Consignes:
1/ D'après l'article sur le soutien du CSI, que signifie le sigle CSI ?
2/ Transcrivez, s'il vous plaît, le passage de l'article sur le soutien du CSI qui s'ouvre sur les mots contenant « En commission, Céline » et se ferme sur « scientifiques est respecté. ».

La ministre reçoit le soutien du CSI

Ce matin, avant la commission, la ministre a reçu l’appui du CSI (Conseil scientifique indépendant). Par communiqué, le CSI affirme que son calendrier de travail “a été présenté de longue date”, estimant que “l’accélération soudaine” de celui-ci ne pouvait “se justifier d’un point de vue scientifique”. Le CSI reconnait avoir obtenu des résultats, mais ils doivent maintenant être affinés et discutés en interne. Et d’ajouter : “Il est par conséquent inopportun de rapporter des conclusions intermédiaires qui n’ont pas pu être avalisées par l’ensemble des membres du CSI.”

En commission, Céline Tellier a défendu “le travail acharné” des scientifiques “depuis des mois” pour connaitre les résultats de ces prises de sang, liées à la consommation d’eau potable à Chièvres (et à Ronquières). Mais ces résultats bruts ne peuvent en aucun cas être annoncés aux concernés ou aux médecins traitants sans interprétations et recommandations, défend-elle. Il faut du temps et le calendrier annoncé par les scientifiques est respecté.

“Bas les masques !”

[Éléments du jeu de données]
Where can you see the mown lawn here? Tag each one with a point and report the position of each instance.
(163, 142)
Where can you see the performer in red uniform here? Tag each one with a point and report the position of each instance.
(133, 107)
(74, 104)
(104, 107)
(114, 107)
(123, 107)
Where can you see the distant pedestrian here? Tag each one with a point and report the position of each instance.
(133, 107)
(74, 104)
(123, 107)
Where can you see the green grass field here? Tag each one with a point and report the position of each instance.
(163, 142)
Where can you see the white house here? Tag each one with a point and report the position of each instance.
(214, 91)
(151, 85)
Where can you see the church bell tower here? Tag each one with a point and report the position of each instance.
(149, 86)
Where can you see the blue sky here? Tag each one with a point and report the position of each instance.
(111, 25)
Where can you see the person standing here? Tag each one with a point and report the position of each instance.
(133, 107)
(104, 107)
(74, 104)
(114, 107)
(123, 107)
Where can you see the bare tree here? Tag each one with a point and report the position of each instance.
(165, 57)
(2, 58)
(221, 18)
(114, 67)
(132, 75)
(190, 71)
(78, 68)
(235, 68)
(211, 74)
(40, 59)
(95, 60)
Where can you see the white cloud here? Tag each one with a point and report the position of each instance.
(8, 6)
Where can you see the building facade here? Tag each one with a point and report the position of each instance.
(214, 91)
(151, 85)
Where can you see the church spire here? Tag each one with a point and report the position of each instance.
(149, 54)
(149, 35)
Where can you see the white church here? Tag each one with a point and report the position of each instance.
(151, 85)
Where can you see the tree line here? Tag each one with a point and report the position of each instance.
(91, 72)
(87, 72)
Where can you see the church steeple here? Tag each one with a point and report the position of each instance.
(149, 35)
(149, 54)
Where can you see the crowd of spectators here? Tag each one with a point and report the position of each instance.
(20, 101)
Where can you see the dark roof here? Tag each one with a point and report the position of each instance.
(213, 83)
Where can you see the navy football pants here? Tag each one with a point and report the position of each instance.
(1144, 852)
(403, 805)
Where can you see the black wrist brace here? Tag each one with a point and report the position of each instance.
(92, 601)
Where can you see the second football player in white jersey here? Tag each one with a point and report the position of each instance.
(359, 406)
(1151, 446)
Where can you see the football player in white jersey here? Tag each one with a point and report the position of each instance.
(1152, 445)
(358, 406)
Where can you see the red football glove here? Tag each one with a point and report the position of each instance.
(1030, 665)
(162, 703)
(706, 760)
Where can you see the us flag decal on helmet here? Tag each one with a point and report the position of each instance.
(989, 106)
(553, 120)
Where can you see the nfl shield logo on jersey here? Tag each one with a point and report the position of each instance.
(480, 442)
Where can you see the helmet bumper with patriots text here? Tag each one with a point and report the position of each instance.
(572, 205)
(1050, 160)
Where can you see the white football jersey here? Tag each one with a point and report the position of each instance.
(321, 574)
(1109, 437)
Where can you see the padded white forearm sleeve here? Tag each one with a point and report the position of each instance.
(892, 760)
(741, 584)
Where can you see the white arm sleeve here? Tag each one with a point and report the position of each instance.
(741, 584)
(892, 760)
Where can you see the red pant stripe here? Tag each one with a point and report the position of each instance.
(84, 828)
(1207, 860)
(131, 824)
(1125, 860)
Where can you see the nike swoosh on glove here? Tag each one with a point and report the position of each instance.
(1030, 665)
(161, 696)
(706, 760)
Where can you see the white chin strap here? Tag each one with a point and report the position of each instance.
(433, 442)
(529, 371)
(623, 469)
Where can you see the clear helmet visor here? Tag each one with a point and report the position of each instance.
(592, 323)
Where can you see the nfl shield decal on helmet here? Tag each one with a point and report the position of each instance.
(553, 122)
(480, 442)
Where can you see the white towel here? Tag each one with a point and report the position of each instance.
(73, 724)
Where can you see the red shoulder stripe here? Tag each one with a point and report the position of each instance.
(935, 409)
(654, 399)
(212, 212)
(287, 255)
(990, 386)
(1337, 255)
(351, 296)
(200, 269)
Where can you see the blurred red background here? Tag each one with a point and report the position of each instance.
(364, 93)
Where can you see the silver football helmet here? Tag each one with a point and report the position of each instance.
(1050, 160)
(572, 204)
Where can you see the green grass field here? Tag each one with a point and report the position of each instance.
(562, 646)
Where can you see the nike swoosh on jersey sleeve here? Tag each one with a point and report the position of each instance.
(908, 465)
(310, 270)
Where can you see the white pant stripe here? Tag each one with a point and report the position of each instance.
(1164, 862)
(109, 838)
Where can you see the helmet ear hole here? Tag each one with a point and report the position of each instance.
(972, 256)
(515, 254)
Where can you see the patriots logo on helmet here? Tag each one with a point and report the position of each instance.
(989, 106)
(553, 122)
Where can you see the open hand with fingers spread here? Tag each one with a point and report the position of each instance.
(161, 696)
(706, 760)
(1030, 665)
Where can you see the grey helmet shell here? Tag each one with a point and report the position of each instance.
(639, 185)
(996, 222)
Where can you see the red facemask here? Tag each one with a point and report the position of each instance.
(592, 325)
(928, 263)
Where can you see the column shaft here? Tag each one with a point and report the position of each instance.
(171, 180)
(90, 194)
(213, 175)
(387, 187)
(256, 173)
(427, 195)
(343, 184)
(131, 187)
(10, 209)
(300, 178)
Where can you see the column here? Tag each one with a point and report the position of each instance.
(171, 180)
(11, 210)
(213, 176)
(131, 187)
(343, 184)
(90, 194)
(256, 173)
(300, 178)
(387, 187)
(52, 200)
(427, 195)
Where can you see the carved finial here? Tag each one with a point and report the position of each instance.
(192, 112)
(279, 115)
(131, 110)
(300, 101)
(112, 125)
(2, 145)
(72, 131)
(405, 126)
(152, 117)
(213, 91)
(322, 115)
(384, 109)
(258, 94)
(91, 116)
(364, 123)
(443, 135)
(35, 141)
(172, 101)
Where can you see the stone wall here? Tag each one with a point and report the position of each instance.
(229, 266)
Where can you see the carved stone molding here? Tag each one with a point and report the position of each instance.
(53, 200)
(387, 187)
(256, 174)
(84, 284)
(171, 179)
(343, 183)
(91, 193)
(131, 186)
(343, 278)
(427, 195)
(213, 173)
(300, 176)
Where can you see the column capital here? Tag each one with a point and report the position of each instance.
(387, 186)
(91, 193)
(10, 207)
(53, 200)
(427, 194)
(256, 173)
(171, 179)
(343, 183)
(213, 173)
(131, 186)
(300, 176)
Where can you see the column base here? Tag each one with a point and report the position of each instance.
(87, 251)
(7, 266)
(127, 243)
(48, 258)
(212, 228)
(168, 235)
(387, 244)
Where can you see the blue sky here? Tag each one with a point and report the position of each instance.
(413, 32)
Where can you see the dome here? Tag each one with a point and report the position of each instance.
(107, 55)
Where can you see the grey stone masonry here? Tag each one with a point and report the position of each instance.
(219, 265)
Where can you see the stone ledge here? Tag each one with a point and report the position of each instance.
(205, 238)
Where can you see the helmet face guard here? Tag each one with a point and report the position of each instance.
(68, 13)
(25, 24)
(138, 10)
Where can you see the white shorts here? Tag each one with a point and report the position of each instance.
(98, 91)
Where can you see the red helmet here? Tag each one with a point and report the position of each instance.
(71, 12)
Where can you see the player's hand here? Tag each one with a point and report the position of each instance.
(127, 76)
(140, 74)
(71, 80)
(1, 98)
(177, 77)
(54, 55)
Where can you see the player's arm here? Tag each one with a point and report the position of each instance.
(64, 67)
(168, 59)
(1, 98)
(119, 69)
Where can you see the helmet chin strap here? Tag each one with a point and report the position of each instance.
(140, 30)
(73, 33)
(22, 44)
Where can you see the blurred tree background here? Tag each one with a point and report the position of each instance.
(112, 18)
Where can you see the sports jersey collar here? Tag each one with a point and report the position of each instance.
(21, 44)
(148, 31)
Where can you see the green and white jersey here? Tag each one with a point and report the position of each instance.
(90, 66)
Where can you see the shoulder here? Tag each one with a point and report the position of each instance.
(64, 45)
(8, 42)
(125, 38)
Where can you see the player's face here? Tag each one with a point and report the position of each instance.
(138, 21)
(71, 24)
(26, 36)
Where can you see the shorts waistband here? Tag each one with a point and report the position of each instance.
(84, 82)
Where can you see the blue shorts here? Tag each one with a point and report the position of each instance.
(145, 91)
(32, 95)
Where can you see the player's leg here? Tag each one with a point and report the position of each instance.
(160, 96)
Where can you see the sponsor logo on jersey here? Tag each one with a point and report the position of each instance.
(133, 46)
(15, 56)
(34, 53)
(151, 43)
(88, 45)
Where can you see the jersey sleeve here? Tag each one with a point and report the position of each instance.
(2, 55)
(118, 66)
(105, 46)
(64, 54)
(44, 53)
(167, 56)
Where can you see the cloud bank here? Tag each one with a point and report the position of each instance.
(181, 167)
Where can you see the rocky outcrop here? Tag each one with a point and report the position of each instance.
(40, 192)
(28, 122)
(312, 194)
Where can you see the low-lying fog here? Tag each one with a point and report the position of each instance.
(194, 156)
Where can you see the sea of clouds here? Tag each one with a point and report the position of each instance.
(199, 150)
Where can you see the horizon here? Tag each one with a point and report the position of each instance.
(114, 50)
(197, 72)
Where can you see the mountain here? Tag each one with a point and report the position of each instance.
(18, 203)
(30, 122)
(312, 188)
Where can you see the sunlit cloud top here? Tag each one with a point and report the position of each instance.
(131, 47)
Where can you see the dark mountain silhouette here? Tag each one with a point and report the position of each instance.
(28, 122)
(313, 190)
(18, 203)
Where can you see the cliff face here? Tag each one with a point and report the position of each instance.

Réponses par point:
1/ Conseil scientifique indépendant.

2/
En commission, Céline Tellier a défendu “le travail acharné” des scientifiques “depuis des mois” pour connaitre les résultats de ces prises de sang, liées à la consommation d’eau potable à Chièvres (et à Ronquières). Mais ces résultats bruts ne peuvent en aucun cas être annoncés aux concernés ou aux médecins traitants sans interprétations et recommandations, défend-elle. Il faut du temps et le calendrier annoncé par les scientifiques est respecté.